> _EXERCISE DETAILS_
Would you please retype, exactly, the lines of the listing below between the line with "x=183, y=17" and the line with "the copper still", inclusive?

+-------+

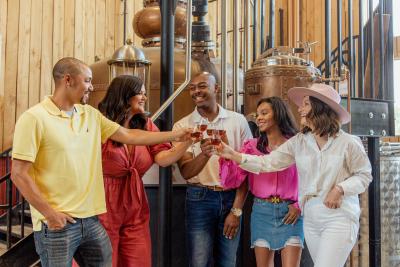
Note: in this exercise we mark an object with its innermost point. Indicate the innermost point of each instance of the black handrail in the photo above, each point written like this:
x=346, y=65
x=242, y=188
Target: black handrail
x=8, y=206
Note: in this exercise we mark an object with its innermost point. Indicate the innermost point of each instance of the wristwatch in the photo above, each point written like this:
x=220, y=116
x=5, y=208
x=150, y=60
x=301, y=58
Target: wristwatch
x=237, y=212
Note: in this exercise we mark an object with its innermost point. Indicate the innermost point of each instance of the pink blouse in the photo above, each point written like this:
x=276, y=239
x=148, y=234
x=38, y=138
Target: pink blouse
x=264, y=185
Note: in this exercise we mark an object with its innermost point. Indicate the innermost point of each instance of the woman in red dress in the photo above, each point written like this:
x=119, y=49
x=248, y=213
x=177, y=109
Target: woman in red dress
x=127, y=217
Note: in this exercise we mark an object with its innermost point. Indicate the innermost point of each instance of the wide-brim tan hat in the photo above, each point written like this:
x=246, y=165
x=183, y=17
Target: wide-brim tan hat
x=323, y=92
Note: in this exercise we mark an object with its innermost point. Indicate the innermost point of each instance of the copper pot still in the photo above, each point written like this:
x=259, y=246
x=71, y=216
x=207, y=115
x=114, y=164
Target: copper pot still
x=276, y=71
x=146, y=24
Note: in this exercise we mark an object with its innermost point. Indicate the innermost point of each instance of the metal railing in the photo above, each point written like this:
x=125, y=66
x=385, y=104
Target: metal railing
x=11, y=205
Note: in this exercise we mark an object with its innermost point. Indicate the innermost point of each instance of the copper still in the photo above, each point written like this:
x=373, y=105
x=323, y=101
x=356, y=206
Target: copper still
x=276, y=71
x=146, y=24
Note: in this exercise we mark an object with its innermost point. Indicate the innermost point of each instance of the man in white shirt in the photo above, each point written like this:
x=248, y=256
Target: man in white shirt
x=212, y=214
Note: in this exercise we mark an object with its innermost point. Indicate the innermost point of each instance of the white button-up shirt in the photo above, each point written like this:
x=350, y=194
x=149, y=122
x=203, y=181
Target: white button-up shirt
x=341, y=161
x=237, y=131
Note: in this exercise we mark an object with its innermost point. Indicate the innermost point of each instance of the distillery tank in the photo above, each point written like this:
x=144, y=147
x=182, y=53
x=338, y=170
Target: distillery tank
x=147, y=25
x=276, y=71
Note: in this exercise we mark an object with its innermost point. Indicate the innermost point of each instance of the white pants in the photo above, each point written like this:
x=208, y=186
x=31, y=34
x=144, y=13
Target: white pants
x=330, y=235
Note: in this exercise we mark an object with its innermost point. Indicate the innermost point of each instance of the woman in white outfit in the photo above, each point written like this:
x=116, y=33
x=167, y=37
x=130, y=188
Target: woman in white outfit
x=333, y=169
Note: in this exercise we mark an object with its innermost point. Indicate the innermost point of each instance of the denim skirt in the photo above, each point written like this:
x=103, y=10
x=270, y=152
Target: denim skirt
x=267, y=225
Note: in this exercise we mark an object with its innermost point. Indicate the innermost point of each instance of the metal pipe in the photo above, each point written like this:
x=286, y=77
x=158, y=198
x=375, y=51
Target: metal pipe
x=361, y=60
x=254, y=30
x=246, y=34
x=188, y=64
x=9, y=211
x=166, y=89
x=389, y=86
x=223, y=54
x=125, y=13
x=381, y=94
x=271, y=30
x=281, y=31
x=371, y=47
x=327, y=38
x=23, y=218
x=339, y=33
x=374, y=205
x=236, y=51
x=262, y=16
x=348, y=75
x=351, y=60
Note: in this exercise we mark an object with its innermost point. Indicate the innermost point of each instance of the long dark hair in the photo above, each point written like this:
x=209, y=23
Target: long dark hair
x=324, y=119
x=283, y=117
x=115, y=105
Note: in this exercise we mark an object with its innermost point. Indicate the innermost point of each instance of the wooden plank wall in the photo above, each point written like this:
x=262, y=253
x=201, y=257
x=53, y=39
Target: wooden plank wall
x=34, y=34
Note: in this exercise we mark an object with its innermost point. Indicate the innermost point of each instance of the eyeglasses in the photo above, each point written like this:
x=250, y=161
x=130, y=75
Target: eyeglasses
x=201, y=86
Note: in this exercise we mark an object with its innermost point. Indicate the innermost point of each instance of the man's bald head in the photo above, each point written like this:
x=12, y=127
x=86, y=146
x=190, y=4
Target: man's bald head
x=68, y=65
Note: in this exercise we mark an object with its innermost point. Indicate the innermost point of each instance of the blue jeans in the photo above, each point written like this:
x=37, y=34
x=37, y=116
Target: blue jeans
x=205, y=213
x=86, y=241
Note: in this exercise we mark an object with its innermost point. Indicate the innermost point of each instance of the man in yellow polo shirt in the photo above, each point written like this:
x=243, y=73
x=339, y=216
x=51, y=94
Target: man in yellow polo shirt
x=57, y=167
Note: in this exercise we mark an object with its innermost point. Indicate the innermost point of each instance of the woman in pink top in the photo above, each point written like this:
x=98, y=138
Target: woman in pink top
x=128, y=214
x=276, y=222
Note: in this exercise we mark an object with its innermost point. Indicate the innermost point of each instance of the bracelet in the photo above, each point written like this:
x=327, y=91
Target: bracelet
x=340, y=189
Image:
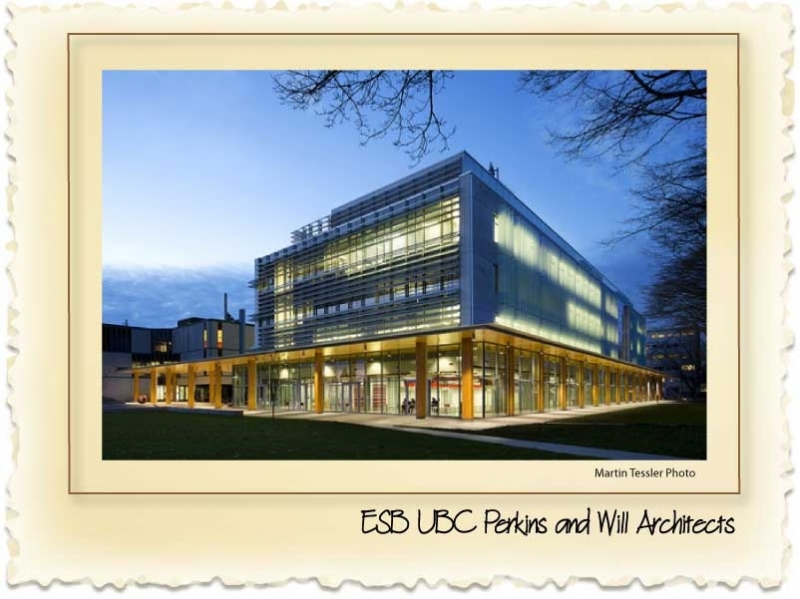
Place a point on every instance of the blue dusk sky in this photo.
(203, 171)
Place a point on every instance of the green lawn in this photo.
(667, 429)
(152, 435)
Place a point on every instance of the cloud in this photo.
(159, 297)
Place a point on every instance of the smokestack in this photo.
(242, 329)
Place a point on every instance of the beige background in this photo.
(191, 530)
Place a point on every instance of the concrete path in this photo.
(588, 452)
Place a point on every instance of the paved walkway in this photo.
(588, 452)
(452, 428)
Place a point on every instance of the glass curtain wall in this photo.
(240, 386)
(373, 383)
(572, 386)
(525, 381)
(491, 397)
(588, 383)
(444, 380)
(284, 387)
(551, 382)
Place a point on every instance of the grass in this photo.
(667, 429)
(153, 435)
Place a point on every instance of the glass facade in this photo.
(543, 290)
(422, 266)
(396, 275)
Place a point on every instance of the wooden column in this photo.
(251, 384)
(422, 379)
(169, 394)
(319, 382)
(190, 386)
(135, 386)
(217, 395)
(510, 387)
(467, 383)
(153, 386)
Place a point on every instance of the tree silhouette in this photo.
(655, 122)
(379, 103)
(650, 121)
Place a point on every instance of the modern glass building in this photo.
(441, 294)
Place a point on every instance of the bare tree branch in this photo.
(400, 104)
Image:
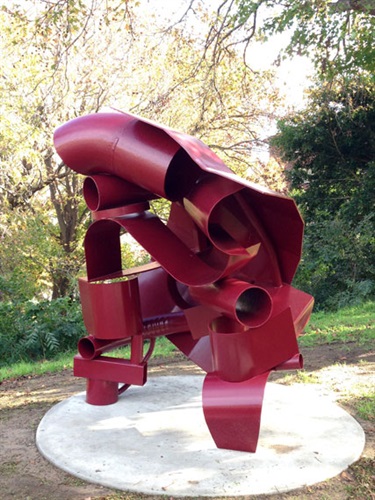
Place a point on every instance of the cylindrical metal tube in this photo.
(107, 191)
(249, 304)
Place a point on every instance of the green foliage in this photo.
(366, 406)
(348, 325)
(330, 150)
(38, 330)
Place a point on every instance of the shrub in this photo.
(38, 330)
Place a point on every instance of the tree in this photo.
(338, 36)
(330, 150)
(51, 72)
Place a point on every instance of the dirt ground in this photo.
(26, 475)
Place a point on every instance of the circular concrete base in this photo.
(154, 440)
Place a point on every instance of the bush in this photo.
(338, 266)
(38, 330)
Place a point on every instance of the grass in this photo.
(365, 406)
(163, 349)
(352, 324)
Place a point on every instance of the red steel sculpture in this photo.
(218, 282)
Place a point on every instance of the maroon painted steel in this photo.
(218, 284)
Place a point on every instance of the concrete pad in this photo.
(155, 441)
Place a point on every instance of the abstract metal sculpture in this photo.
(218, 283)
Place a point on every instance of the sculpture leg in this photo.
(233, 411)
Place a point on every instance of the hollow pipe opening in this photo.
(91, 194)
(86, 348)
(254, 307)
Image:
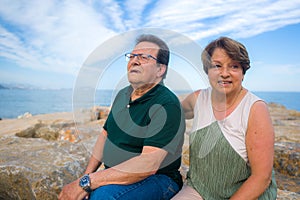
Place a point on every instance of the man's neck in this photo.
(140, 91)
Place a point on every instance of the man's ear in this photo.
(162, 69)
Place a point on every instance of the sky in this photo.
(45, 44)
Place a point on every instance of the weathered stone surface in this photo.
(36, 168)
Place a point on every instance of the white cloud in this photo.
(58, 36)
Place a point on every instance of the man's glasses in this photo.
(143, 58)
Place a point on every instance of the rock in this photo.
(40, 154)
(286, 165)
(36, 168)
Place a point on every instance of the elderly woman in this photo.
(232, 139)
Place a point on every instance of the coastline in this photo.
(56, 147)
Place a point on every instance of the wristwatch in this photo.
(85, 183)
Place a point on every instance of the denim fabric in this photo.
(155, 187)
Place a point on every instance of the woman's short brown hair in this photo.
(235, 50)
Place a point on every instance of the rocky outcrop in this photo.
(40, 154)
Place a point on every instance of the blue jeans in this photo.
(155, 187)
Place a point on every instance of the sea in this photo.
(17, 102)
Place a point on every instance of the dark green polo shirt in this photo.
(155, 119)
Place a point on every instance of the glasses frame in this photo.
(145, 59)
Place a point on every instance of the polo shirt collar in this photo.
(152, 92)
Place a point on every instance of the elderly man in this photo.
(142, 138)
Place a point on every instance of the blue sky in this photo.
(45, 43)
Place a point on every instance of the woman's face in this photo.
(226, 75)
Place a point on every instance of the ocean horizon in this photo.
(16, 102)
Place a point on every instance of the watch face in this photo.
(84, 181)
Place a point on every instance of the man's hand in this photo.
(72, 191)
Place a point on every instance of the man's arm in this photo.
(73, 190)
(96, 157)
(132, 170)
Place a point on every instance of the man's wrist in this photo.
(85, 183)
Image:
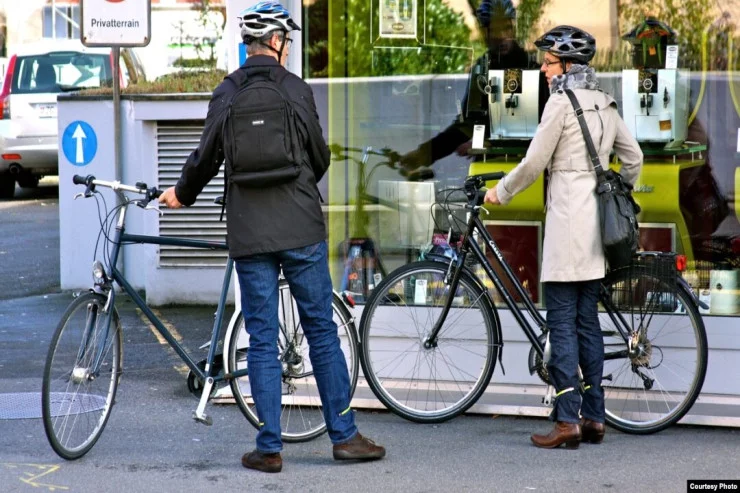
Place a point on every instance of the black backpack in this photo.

+-------+

> _RESULT_
x=183, y=17
Target: wide-brim tan hat
x=323, y=92
Note: in this exercise we mark an object with its innermost point. Indicate the innermost point of each instance of the copper pot still in the photo above, each point written like this:
x=259, y=246
x=71, y=216
x=207, y=115
x=114, y=164
Target: copper pot still
x=276, y=71
x=146, y=24
Note: in this exercise we mark an object with its innermost point. Indicate the innermost point of each instance of the metal railing in the photo above, each point written like this:
x=125, y=66
x=385, y=104
Target: metal railing
x=11, y=205
Note: in this exercise we mark an object with its innermost point. Indicate the innermost point of each instance of the copper still in the photo above, each point written like this:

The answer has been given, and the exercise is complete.